(Records from a data collection)
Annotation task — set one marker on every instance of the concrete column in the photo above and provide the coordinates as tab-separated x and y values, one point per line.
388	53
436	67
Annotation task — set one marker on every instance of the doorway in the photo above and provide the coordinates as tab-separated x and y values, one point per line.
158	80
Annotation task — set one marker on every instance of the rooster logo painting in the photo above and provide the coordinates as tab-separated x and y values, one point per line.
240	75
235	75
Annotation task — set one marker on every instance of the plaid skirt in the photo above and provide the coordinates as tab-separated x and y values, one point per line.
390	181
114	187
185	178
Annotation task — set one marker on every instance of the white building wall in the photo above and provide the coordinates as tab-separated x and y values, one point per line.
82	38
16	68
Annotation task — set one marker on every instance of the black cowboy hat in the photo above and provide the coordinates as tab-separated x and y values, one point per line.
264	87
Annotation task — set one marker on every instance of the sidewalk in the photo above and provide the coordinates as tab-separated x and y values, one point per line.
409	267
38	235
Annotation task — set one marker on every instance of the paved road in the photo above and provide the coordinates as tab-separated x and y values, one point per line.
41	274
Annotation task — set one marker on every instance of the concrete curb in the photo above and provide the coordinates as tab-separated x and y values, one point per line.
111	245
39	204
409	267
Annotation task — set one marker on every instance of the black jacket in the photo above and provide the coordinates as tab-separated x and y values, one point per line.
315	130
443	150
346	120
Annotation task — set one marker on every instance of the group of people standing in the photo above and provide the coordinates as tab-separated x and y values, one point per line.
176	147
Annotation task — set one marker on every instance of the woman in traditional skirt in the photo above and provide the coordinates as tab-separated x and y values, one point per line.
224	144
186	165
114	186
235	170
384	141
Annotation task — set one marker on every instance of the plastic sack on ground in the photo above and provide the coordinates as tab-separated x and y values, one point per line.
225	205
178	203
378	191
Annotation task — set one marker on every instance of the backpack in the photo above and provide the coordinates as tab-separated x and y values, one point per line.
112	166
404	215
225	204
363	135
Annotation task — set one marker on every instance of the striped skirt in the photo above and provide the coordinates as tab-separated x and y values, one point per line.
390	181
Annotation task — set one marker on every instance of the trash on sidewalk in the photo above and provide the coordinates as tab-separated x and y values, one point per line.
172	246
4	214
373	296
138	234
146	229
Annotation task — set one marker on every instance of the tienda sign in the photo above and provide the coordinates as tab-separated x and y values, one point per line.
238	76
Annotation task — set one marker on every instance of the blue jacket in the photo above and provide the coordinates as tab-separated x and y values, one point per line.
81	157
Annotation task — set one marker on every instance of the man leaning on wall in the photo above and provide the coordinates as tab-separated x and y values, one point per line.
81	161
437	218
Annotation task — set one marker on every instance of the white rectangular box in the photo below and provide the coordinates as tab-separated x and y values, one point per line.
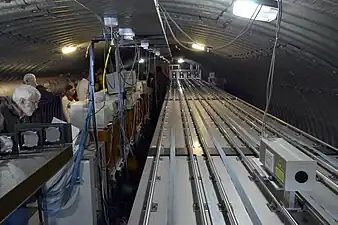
294	170
79	113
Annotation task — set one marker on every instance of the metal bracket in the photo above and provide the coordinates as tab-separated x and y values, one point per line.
272	206
154	207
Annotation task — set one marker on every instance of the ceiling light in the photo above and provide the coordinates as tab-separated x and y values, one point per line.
68	49
180	60
248	9
199	47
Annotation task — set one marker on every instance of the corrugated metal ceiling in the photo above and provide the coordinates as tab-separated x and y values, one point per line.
33	31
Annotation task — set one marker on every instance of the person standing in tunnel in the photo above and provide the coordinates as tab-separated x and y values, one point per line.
18	108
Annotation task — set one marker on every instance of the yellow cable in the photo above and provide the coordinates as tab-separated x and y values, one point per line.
105	70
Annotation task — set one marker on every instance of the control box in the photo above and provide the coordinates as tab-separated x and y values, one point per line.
128	80
293	170
79	112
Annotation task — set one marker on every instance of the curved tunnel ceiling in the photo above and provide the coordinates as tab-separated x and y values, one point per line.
305	88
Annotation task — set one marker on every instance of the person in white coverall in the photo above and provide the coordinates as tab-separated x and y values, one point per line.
13	110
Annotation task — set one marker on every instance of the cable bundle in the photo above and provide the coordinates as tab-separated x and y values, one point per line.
59	192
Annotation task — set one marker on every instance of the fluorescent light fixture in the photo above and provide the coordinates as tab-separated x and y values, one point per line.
247	9
199	47
180	60
68	49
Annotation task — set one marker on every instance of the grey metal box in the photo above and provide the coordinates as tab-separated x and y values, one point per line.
294	170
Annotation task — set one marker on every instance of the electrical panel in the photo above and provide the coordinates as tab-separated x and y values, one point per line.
104	113
9	144
192	72
34	137
292	169
127	79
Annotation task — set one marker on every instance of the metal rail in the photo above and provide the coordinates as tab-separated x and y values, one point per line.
249	165
225	201
154	173
328	165
172	168
309	136
193	163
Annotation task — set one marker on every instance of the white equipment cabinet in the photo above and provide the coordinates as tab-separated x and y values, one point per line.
294	170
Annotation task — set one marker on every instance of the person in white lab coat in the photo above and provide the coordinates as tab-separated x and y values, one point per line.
67	99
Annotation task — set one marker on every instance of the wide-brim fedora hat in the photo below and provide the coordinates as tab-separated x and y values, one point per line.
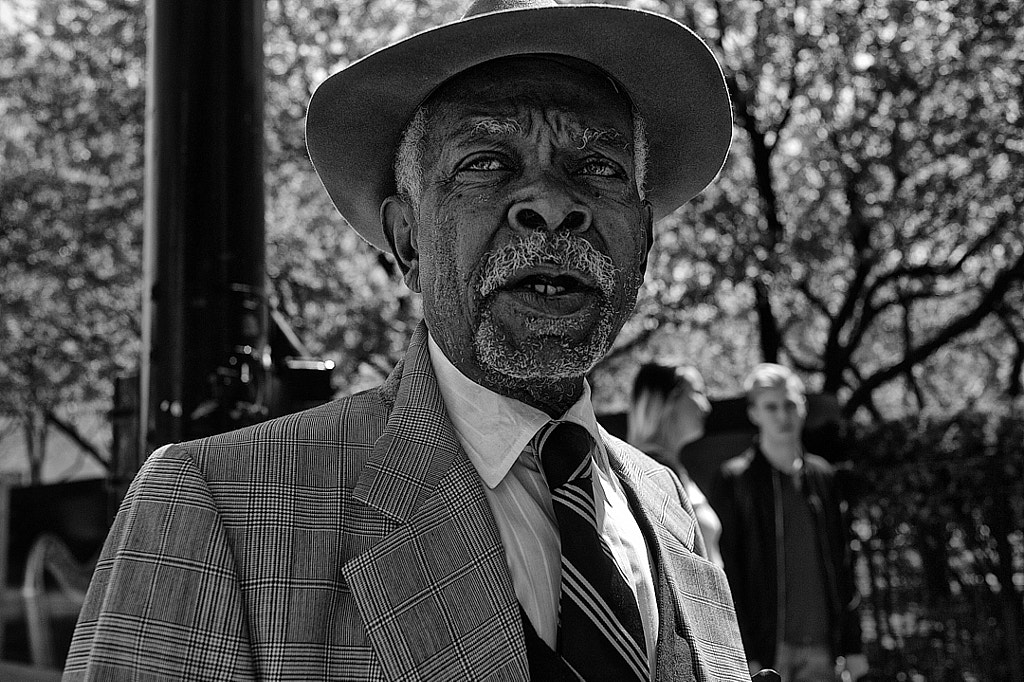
356	116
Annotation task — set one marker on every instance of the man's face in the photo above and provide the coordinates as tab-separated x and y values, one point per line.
530	238
779	413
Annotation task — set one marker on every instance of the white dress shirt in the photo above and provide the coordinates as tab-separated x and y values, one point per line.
495	430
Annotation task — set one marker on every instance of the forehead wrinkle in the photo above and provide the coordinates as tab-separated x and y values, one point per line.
476	127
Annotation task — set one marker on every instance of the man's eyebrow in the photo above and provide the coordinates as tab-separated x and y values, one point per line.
589	135
474	128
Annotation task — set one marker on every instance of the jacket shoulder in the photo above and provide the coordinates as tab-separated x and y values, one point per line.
818	465
340	427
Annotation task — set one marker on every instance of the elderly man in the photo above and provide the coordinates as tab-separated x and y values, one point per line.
468	519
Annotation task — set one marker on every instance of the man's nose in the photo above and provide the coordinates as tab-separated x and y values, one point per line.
549	209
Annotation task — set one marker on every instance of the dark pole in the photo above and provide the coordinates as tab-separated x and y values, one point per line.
204	308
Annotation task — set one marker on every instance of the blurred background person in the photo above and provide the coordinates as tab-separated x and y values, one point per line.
785	542
667	413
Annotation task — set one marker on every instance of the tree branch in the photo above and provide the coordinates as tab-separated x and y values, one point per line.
72	432
991	300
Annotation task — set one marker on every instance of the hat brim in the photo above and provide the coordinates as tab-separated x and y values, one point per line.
356	117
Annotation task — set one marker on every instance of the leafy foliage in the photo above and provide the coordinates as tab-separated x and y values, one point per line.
71	193
940	518
867	226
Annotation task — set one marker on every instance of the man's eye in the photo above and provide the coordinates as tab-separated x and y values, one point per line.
601	167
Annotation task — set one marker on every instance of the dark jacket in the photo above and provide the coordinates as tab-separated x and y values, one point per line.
745	497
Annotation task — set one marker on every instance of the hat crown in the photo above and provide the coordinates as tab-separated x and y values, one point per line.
487	6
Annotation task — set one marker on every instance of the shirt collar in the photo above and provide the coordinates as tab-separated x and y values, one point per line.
493	428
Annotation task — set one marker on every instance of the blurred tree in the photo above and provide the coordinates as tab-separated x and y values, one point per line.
867	227
342	296
71	192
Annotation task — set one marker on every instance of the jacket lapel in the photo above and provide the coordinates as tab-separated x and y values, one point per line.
700	607
434	592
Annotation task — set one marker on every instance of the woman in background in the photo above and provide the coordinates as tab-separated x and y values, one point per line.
668	412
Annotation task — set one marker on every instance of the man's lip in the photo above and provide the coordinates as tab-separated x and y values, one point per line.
581	280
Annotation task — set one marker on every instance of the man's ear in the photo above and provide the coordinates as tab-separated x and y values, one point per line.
647	218
398	220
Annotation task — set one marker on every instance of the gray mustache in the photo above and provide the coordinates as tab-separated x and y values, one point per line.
561	250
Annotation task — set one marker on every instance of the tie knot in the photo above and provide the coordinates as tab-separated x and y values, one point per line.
563	446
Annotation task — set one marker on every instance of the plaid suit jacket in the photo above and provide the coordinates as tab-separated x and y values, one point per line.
352	541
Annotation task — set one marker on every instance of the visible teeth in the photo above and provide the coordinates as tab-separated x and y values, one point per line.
548	290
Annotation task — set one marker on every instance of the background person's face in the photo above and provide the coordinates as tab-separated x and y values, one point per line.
778	413
689	410
530	233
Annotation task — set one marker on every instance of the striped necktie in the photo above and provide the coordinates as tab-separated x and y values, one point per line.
600	634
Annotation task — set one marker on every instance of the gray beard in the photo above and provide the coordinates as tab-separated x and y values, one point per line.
552	355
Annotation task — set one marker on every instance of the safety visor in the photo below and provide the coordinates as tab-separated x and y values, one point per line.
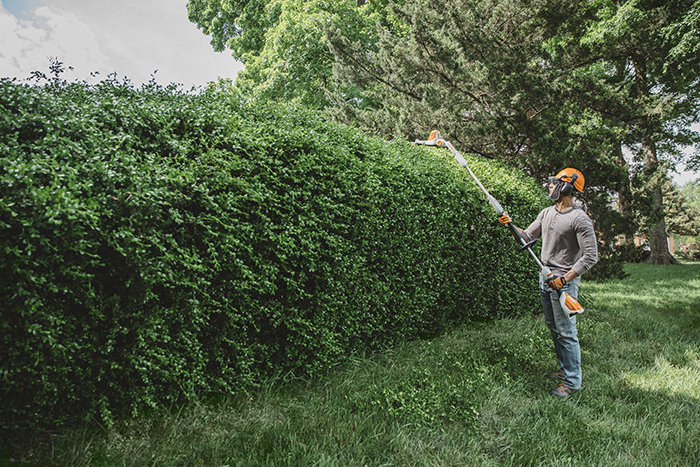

* _EXERCISE INSTRUCTIONS_
Pull out every line of the records above that holds the word "striped", and copy each one.

* _FULL ANSWER_
Annotation task — set one marker on every instance of the striped skirt in the photo above and provide the coordinates as tab-separated x and y values, one point per line.
Annotation task — set one marker on every instance of the striped necktie in the photo above and provide the coordinates as tab-separated x and y values, one point per line.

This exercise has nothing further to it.